• _Exercise set_
a: In the article on Bigfoot in North Carolina, which county has the most reported sightings?
b: Write the next part of the article on Bigfoot in North Carolina, picking up after its last sentence.

Home Lifestyle Bigfoot in North Carolina: Sightings Abound in the Tar Heel State

Bigfoot in North Carolina: Sightings Abound in the Tar Heel State

Bigfoot Statue in Troy, Montgomery County
Image submitted by William R. Toler

ROCKINGHAM – Reports of a mythical beast primarily known for inhabiting the forests of the Pacific Northwest are starting to gain a “big foot”-hold in the Tar Heel State. 

Skunk ape. Sasquatch. Bigfoot. 

The creature that some believe to be an indigenous North American bipedal primate reportedly has been seen in Canada and every state but Hawaii. The most alleged sightings (653) have been in Washington while Delaware has had the fewest (5), according to the Bigfoot Field Researchers Organization (BFRO).

The study of Bigfoot and other such creatures, including thunderbirds and the chupacabra, is called cryptozoology and the animals that the scientific world has yet to recognize are referred to as cryptids. 

Native American legends pre-dating European arrival on the continent describe such a beast, thought to be a forest spirit. There are several names for the North American cryptid: Sasquatch in the Pacific Northwest and Canada; Skunk Ape in the swamps and forests of the South; Grassman in the Midwest. Bigfoot may also be related to the Canadian Wendigo. 

But legends and sightings aren’t limited to this side of the planet as similar creatures have been reported around the world including: the Yeti (or Abominable Snowman) of the Himalayas; the Alma of Mongolia; and the Yowie of Australia. 

The North American creatures are said to be very muscular, stand between 6 and 10 feet tall, and are covered in hair which varies in color from black to a reddish-brown. The name “Bigfoot” comes from the reported human-like tracks that range from 13 to 24 inches in length.

Despite the skeptics, 16 percent of Americans believe Bigfoot actually exists, according to a California Magazine article from June.  Some researchers think the creatures, if real, are a type of great ape, while others postulate that they could be descendants of early hominids.  

Close Encounters 

There have been at least 96 reported sightings in North Carolina, although the BFRO’s website doesn’t list any since 2015. The three most recent reports that year were close to home: two in Montgomery County and one in Robeson County.  The BFRO lists sightings in 45 counties from the mountains to the coast, with Montgomery County being the most popular spot with 13. There are six reported sightings in both Onslow and Cleveland counties.  

The only reported sighting in Richmond County is from an unnamed hunter who claims to have found evidence off Grassy Island Road outside Ellerbe in October 2008.  According to the report, the hunter noticed a “stinking” odor that is often associated with close encounters of the hairy kind. He also said “It sounded like something was following me on the way in there and it sounded like someone hitting trees with baseball bats.”  The hunter also claims to have found one track about 23 inches long with a 2-inch impression into the ground. By comparison, the hunter said that he himself weighed 300 pounds and his track only sank a half-inch.

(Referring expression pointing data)
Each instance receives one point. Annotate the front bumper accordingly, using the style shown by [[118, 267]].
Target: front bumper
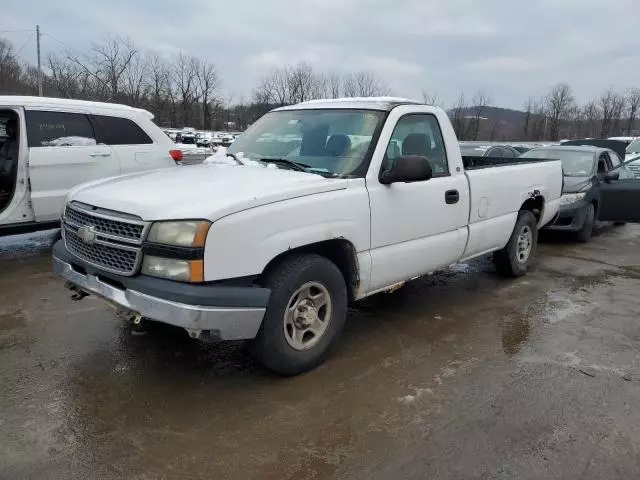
[[237, 315], [570, 218]]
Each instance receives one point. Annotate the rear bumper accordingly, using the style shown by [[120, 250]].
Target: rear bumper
[[570, 218], [237, 315]]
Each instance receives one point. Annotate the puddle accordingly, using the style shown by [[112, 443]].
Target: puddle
[[12, 321], [28, 243], [514, 333]]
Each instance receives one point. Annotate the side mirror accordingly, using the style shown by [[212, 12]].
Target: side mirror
[[410, 168], [611, 176]]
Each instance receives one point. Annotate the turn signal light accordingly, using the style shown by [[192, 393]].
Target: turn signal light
[[176, 155]]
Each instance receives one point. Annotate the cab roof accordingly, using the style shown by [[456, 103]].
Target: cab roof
[[364, 103], [62, 103]]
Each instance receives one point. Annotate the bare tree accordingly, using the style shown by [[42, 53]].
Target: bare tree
[[274, 88], [158, 79], [10, 69], [334, 85], [558, 103], [528, 107], [364, 84], [429, 97], [633, 104], [134, 80], [459, 111], [541, 121], [609, 102], [591, 115], [304, 83], [479, 103], [207, 79], [184, 78]]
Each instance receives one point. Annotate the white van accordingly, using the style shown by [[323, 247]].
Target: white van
[[49, 145]]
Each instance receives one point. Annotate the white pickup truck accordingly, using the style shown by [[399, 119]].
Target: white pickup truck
[[325, 203]]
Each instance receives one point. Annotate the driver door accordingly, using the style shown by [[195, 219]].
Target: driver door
[[619, 200]]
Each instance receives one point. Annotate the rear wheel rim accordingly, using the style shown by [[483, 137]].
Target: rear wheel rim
[[524, 244], [307, 316]]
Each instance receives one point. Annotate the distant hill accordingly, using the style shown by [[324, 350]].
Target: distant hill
[[496, 123]]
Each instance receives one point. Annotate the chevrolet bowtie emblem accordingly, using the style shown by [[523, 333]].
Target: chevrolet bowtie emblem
[[87, 234]]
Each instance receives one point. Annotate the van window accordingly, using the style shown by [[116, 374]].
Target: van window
[[119, 131], [58, 129]]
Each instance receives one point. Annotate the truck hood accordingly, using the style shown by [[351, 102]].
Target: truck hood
[[203, 191]]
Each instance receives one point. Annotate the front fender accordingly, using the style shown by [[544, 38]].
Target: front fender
[[242, 244]]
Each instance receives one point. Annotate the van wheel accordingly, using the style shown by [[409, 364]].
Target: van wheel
[[518, 255], [584, 234], [305, 315]]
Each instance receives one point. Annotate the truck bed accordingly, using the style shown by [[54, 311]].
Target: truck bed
[[497, 194]]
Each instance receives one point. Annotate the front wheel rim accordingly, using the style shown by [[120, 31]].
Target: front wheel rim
[[307, 316], [524, 244]]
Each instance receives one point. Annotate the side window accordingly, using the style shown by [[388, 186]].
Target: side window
[[419, 134], [119, 131], [615, 159], [58, 129], [507, 152], [602, 163]]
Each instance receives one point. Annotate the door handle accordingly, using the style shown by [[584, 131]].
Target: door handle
[[451, 196]]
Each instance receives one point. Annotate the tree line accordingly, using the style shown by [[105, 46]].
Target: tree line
[[555, 116], [184, 90]]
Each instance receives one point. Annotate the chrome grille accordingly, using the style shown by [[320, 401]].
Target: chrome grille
[[118, 228], [115, 244], [113, 258]]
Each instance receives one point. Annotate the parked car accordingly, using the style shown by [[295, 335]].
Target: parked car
[[203, 139], [275, 252], [632, 152], [585, 169], [59, 143], [505, 151]]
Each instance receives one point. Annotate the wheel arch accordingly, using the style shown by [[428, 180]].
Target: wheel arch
[[340, 251]]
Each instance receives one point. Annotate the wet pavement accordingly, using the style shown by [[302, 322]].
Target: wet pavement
[[459, 375]]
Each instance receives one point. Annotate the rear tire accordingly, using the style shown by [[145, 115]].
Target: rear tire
[[584, 234], [515, 259], [296, 335]]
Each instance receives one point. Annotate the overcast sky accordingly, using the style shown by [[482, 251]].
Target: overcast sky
[[510, 48]]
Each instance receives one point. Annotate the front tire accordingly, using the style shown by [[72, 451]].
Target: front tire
[[306, 313], [584, 234], [518, 255]]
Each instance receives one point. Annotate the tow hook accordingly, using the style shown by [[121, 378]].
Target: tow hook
[[76, 293]]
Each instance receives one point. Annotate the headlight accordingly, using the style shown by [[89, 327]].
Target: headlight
[[569, 198], [179, 234], [173, 269]]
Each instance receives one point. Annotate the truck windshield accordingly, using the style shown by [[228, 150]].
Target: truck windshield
[[575, 163], [634, 147], [331, 141]]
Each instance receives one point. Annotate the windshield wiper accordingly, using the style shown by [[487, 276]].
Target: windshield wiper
[[300, 167]]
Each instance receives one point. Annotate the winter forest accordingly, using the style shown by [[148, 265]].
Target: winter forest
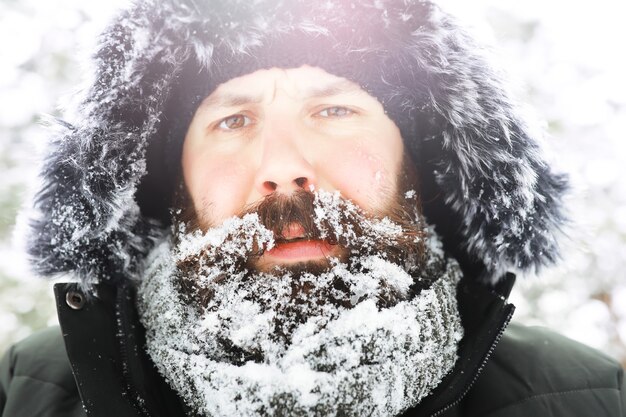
[[565, 63]]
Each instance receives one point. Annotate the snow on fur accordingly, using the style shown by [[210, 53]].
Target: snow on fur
[[466, 137]]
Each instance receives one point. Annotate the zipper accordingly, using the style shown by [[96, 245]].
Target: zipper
[[134, 397], [480, 368]]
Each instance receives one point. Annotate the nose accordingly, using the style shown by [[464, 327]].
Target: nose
[[284, 166]]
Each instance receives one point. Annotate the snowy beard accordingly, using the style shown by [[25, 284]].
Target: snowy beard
[[370, 334]]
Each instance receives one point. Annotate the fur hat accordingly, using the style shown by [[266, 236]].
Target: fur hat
[[109, 177]]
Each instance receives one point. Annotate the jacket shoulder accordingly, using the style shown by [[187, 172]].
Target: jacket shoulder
[[38, 368], [534, 371]]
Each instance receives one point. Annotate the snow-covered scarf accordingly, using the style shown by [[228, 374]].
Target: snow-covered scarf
[[244, 354]]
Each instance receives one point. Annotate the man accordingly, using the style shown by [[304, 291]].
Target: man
[[283, 208]]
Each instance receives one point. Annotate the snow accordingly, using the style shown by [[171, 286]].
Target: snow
[[258, 347]]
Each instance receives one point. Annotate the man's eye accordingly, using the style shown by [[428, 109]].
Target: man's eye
[[234, 122], [335, 111]]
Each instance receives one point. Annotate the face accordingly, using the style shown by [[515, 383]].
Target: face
[[278, 131]]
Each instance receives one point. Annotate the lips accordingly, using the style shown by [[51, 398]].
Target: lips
[[295, 246], [301, 249]]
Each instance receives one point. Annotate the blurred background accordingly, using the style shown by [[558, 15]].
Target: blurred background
[[566, 65]]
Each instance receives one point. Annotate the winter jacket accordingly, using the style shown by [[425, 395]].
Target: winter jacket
[[519, 371], [109, 178]]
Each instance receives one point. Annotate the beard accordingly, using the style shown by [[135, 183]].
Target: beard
[[371, 331]]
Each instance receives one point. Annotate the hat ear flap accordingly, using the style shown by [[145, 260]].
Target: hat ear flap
[[486, 185]]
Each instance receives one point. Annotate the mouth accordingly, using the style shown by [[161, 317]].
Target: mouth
[[293, 246]]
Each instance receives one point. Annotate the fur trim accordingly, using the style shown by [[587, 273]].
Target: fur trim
[[487, 189]]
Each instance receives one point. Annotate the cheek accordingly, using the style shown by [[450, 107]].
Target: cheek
[[365, 176], [217, 187]]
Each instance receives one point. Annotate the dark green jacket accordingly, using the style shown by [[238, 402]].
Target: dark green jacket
[[532, 371]]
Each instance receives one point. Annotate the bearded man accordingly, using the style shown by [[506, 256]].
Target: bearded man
[[284, 208]]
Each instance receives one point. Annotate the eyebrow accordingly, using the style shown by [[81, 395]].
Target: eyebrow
[[234, 100]]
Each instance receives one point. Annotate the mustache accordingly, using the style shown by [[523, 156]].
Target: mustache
[[348, 226]]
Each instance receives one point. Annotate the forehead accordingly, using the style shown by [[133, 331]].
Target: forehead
[[299, 83]]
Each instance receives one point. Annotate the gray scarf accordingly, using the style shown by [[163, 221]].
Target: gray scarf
[[244, 354]]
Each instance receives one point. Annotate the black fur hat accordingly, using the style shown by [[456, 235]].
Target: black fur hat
[[109, 177]]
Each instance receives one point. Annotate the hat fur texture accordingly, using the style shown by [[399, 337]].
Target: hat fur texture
[[485, 184]]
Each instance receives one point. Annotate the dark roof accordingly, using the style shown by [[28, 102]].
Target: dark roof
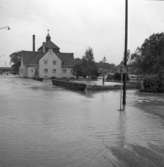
[[67, 59], [49, 45], [32, 58]]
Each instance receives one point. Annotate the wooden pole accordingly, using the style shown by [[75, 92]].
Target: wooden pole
[[125, 54]]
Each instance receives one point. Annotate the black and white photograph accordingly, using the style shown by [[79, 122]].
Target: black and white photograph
[[81, 83]]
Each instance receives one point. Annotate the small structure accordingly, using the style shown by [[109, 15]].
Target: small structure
[[5, 70], [46, 62]]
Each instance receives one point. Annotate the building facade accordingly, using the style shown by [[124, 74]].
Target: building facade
[[46, 62]]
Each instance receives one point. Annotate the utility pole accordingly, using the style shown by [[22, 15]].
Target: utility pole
[[5, 27], [125, 55]]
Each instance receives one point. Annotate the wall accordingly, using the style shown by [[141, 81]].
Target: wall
[[31, 72], [49, 57], [60, 72]]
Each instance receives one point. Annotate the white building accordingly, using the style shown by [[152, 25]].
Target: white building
[[47, 62]]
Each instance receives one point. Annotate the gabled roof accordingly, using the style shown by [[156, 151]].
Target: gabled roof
[[49, 45], [67, 59]]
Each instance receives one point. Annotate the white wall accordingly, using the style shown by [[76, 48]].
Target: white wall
[[31, 72], [50, 56], [22, 70]]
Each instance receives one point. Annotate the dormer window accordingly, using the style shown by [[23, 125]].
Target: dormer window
[[45, 61], [54, 62], [45, 70]]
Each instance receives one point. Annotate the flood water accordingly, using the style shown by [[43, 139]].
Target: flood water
[[46, 126]]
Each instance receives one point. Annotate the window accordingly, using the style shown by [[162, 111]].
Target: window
[[54, 70], [45, 61], [45, 70], [64, 70], [54, 62]]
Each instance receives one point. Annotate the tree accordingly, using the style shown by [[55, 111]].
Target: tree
[[149, 58]]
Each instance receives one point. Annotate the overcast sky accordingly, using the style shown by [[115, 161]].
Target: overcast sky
[[77, 24]]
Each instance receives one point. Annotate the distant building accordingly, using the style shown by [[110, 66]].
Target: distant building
[[47, 62]]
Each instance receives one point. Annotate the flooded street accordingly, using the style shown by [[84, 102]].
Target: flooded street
[[46, 126]]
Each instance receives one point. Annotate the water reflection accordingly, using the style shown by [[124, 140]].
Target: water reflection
[[41, 125], [122, 129]]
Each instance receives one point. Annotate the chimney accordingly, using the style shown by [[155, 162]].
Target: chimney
[[33, 43], [44, 48]]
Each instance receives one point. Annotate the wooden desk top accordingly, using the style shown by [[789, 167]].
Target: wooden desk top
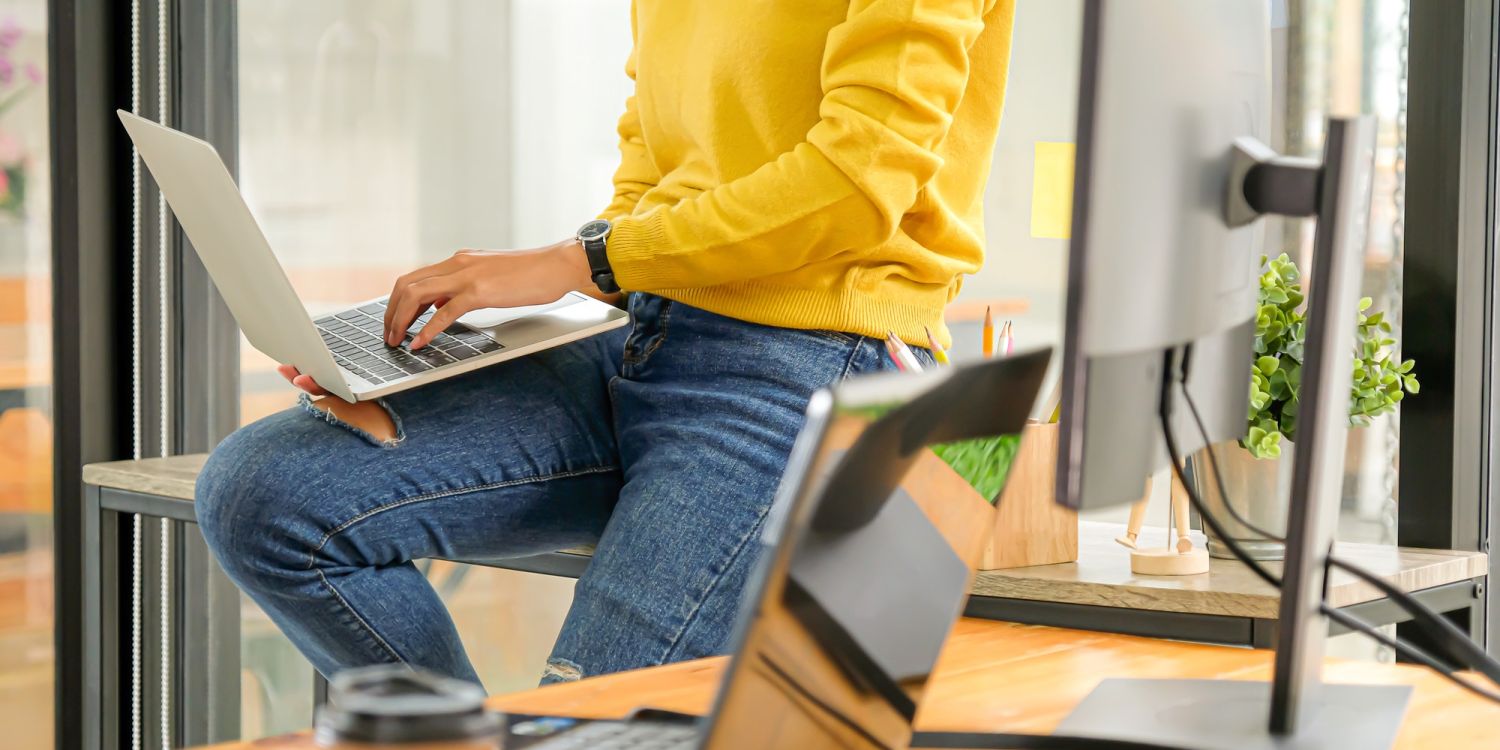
[[999, 677], [1101, 576]]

• _Answer section_
a: Montgomery County, with 13 sightings.

b:
About two weeks later, the hunter denotes in his report, he was hunting near a stream and heard a “huge splash” in the water. Thinking it was a deer, he waited but never saw anything. When he went to investigate, the hunter says he found a single track that was 20-plus inches long and saw “other signs like stick formations, large patches of vegetation that looked like it had been run over by a steam roller, several tracks in the leaves with long strides about 4 feet … ” 

After he found the first track, the hunter says he called Jon Shaw, a biologist with the N.C. Wildlife Resources Commission. The hunter claimed that Shaw, when shown the track, “… said he could see what I was saying but the track was contaminated so we left it at that.”  With the second track being at the bottom of the creek, the hunter said he didn’t bother calling Shaw again.  (Shaw said Monday that he had no recollection of that specific incident, adding that the commission sometimes gets calls to check out claims of evidence.) 

In the “Other Stories” section of the report, the hunter says he knows two men who claim to have seen a Bigfoot on the Richmond County side of the Blewett Falls Dam in 1981 and an ambulance driver who saw one on the way to the hospital in Troy.  Although a follow-up investigation by BFRO researchers came up empty-handed, the report states investigators were “confident that the witness is reliable.”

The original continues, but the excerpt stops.